PROVIDED INFORMATION
::::::::
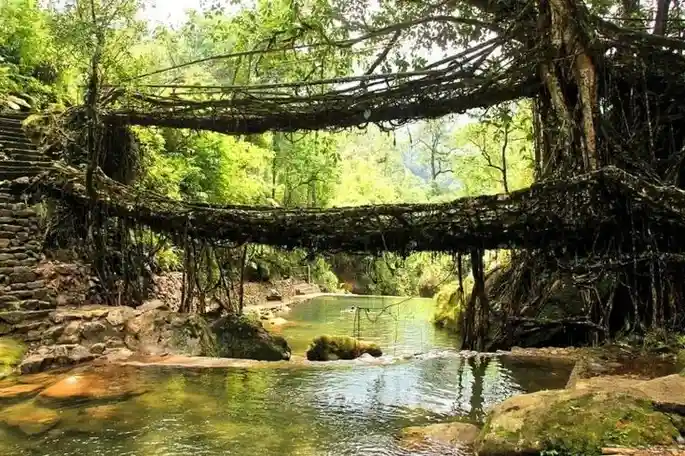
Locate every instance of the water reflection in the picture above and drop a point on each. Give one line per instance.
(343, 409)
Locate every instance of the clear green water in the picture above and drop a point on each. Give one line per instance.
(341, 408)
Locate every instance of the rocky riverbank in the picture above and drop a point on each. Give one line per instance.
(617, 401)
(77, 335)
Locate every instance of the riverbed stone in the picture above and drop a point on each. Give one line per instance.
(98, 349)
(238, 336)
(112, 385)
(19, 391)
(573, 421)
(454, 434)
(30, 418)
(119, 315)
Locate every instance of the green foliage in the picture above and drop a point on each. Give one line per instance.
(45, 56)
(324, 277)
(450, 303)
(481, 163)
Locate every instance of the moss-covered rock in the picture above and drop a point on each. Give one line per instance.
(11, 354)
(331, 348)
(573, 422)
(157, 331)
(239, 336)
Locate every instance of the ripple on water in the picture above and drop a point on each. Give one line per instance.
(351, 408)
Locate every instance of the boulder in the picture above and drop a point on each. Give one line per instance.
(55, 356)
(29, 418)
(119, 315)
(454, 434)
(573, 421)
(159, 332)
(238, 336)
(331, 348)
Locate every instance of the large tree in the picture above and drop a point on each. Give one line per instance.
(604, 92)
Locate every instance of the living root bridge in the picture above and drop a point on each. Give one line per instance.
(570, 216)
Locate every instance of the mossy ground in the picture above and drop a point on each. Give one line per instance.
(578, 424)
(330, 348)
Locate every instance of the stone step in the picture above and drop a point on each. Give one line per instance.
(11, 174)
(21, 115)
(40, 294)
(14, 150)
(29, 304)
(26, 155)
(8, 120)
(15, 317)
(13, 128)
(8, 265)
(23, 164)
(15, 144)
(18, 221)
(14, 136)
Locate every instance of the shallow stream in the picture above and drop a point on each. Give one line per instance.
(342, 408)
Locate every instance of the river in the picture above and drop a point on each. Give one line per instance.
(342, 408)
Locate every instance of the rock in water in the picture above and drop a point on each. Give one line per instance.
(450, 434)
(331, 348)
(274, 295)
(30, 418)
(238, 336)
(112, 385)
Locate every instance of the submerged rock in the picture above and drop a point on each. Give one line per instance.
(454, 434)
(30, 418)
(573, 421)
(113, 385)
(56, 356)
(331, 348)
(20, 391)
(238, 336)
(11, 353)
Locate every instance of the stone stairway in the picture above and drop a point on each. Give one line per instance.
(25, 301)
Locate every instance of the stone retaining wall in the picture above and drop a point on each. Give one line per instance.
(25, 301)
::::::::
THE TASK
Scale the material from the line containing "Locate every instance of the stone step" down to its last line: reproduce every line, requests unchanged, but multiply each coordinate in the answers by 0.55 and round it to a whole number, with halves rounding up.

RIGHT ANSWER
Locate every instance of the stone step in the picture above and drop a point on each. Give one line per instance.
(6, 96)
(12, 63)
(22, 162)
(8, 83)
(16, 167)
(14, 85)
(4, 66)
(8, 174)
(7, 70)
(4, 146)
(13, 90)
(8, 79)
(10, 122)
(8, 75)
Locate every instance of the shallow stream in the picture above and drop a point on each. Give one line per instance.
(188, 224)
Locate every instance of the river in the picture above and drop a point on each. Give one line per instance.
(188, 224)
Locate every instance of the rock in water in the picture above and drop a point on each. Give one line per instance.
(248, 239)
(182, 191)
(151, 162)
(17, 230)
(131, 185)
(62, 212)
Locate every instance of the submerged rock in the picture above and drop a point on each. Give one line per instance.
(250, 239)
(17, 230)
(315, 232)
(62, 212)
(31, 196)
(182, 191)
(11, 215)
(131, 185)
(6, 194)
Locate every instance of the stone stairway in the picture above and drop a point on each. Give one line per instance.
(14, 166)
Locate every instance of the stone retaining wall in the picture above and drop a point on each. Give one line per instance.
(14, 166)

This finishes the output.